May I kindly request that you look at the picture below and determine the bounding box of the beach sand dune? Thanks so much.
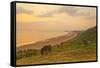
[17,31,78,51]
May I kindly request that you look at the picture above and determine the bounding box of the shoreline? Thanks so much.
[17,32,69,47]
[17,31,78,51]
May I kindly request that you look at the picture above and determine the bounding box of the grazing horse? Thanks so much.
[83,39,91,46]
[41,45,52,56]
[57,42,63,48]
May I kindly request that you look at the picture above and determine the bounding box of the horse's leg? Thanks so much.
[41,49,44,56]
[45,50,48,55]
[41,50,43,56]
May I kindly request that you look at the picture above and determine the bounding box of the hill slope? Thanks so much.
[17,26,97,65]
[67,26,97,48]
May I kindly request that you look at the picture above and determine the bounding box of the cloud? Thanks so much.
[38,10,56,17]
[38,6,96,19]
[58,6,79,16]
[16,7,33,14]
[38,6,79,17]
[38,12,53,17]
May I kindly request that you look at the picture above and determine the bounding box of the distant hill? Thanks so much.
[78,26,96,43]
[67,26,97,48]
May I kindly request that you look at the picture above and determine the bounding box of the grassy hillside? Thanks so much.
[16,27,97,65]
[78,26,96,43]
[66,26,97,49]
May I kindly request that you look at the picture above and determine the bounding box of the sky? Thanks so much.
[16,3,96,46]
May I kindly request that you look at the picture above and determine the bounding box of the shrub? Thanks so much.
[16,49,38,60]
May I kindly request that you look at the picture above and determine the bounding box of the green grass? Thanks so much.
[16,27,97,65]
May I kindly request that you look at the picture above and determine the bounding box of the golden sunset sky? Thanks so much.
[16,3,96,47]
[16,3,96,31]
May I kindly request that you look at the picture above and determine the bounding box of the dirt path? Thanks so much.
[17,31,78,51]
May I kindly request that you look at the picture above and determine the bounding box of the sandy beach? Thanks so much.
[17,31,78,51]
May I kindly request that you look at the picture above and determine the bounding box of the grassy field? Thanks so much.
[16,27,97,65]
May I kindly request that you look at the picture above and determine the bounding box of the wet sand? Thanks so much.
[17,31,78,51]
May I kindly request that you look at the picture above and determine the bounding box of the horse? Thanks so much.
[56,42,63,48]
[41,45,52,56]
[83,39,91,46]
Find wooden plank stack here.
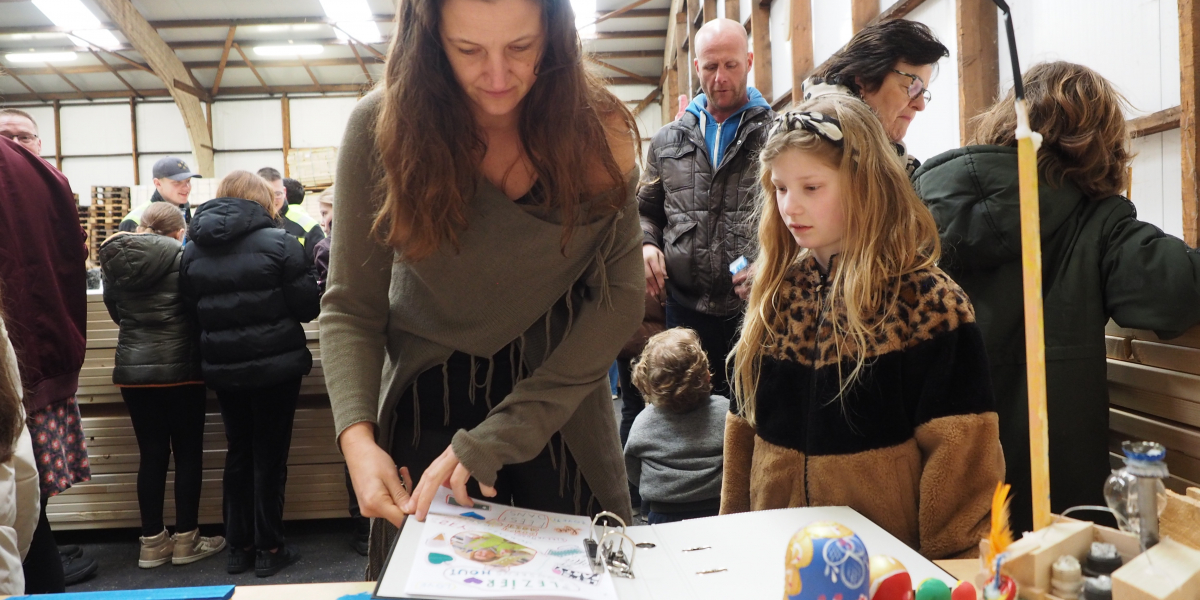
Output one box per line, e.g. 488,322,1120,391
1105,321,1200,492
49,291,346,530
85,186,131,264
287,147,338,189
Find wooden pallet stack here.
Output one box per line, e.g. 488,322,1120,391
85,186,131,264
1105,322,1200,493
287,147,338,189
47,291,346,530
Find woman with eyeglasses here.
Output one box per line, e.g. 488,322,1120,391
801,19,948,175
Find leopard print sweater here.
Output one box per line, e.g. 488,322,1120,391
721,254,1005,560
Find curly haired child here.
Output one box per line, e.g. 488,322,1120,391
624,327,726,524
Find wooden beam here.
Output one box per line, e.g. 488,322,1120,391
791,0,813,106
53,99,62,170
632,86,662,117
0,82,616,103
750,0,772,101
92,0,214,178
1181,0,1200,246
6,57,383,77
586,56,657,85
956,0,999,145
212,25,236,96
0,69,44,102
185,68,212,103
87,49,140,97
593,8,669,19
662,0,687,69
676,12,690,105
703,0,717,23
172,78,209,100
281,95,291,178
94,47,154,74
591,29,670,40
130,98,139,184
1129,106,1182,138
852,0,879,33
233,43,270,90
45,62,89,100
0,15,397,36
594,50,663,60
329,23,386,59
583,0,656,29
725,0,739,22
348,41,374,86
206,101,212,145
687,0,699,95
664,65,678,124
298,56,321,87
878,0,928,21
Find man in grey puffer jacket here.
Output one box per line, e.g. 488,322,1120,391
638,18,773,397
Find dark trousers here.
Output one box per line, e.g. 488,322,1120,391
665,296,743,398
392,346,596,516
22,499,64,594
216,377,301,551
121,384,207,536
617,359,644,510
646,507,719,524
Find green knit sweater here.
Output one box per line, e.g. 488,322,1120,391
320,91,644,522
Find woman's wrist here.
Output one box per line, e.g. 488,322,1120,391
338,421,377,455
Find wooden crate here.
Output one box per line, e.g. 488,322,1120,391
1106,321,1200,493
54,292,344,529
85,186,132,264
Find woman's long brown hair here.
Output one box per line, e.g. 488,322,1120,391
373,0,638,261
0,283,24,464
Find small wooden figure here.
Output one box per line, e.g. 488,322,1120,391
915,578,951,600
951,581,977,600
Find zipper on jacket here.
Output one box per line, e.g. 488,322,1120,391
803,260,832,506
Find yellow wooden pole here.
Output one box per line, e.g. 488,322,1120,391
1015,98,1051,531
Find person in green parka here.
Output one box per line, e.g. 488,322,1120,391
913,61,1200,534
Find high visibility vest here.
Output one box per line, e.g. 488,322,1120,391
283,204,321,243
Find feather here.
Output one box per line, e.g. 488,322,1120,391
985,482,1014,572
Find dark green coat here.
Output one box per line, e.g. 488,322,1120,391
99,233,203,386
913,145,1200,533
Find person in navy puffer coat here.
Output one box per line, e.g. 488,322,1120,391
179,170,319,578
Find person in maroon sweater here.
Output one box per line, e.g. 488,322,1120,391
0,134,94,590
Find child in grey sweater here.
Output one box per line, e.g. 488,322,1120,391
624,328,726,524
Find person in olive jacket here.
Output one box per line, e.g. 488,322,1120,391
913,61,1200,534
179,170,320,578
100,202,226,569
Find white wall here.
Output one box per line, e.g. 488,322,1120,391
897,0,959,163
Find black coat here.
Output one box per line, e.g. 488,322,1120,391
180,198,321,391
914,146,1200,533
99,233,202,386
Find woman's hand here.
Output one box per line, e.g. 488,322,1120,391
403,444,497,522
340,422,413,527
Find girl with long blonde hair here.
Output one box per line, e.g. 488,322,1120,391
721,94,1004,559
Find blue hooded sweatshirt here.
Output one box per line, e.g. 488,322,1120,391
685,87,772,169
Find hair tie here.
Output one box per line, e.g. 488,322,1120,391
768,110,845,147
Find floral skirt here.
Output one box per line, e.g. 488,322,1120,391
27,396,91,497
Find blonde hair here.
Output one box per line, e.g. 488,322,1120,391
632,328,712,413
318,186,335,206
216,170,276,217
971,61,1132,200
730,95,940,426
136,202,185,237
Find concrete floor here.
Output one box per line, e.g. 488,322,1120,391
56,518,368,592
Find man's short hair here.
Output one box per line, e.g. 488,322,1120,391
256,167,282,182
0,108,38,133
282,178,305,205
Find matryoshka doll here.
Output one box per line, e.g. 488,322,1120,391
784,522,871,600
869,555,912,600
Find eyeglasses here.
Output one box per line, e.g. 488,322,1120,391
892,69,932,103
3,133,38,144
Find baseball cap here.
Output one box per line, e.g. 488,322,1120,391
152,156,201,181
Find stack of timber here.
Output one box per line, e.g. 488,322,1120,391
287,147,338,189
47,291,345,530
1105,321,1200,493
85,186,130,264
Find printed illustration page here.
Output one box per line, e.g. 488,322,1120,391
378,487,620,600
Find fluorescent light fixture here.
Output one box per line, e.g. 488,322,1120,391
6,33,68,41
257,24,322,33
5,51,78,63
318,0,372,22
571,0,597,38
70,29,122,50
253,44,325,57
31,0,102,30
331,21,381,44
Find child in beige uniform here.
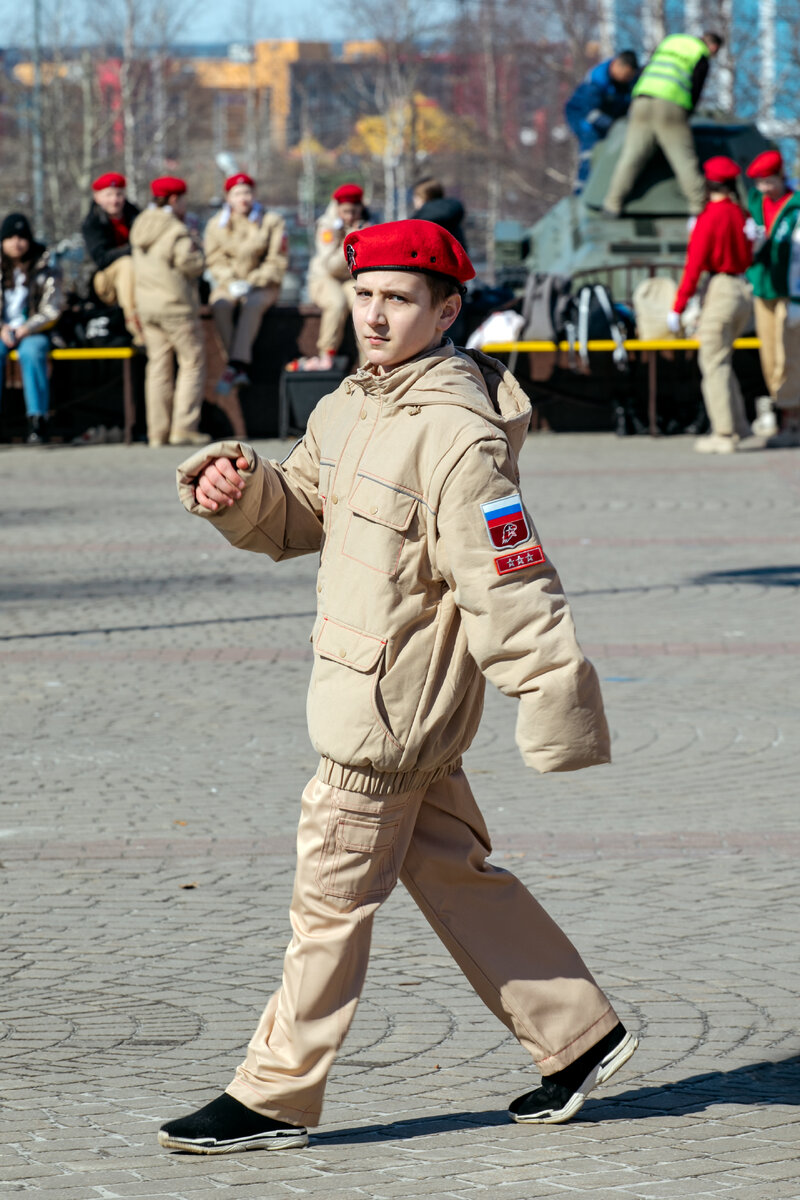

----

*About this exercise:*
Look through the entries above, and wherever a line holds the string "jacket", copy it.

*The answer:*
Find man in grey puffer jacket here.
Find zipper on jacket here.
Find person in olive jacket here.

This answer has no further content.